Set task:
Count the lines in the items below that contain the string "user", matching case exactly. Reply with the number alone.

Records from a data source

┄┄┄┄┄┄┄┄┄┄┄┄┄┄┄┄┄┄┄┄

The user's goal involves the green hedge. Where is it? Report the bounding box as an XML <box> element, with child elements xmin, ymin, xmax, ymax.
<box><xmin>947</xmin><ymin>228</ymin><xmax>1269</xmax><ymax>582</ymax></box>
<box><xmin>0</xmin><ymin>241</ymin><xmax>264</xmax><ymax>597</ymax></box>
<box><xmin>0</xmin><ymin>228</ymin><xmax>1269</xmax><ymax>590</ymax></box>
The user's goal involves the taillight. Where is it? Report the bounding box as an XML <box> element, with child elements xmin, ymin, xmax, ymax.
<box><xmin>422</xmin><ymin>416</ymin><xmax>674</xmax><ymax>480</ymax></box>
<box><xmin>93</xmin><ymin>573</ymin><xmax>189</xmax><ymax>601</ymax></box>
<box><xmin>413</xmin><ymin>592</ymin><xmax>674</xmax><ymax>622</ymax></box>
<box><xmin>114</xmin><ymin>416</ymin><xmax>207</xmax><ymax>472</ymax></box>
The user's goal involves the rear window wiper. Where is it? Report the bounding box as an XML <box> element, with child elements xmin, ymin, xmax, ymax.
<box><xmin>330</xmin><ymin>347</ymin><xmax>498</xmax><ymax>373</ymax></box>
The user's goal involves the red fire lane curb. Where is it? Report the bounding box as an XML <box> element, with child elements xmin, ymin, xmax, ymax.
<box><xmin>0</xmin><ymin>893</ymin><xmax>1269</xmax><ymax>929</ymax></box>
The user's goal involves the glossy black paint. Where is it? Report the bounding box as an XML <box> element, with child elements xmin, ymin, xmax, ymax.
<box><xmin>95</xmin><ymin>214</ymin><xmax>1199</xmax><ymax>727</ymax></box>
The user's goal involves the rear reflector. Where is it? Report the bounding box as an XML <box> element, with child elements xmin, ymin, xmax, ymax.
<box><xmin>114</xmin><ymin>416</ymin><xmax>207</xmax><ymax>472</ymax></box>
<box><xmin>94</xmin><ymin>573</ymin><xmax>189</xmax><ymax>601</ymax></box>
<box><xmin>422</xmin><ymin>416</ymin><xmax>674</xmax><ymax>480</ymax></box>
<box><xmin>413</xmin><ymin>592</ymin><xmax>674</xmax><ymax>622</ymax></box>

┄┄┄┄┄┄┄┄┄┄┄┄┄┄┄┄┄┄┄┄

Exercise answer:
6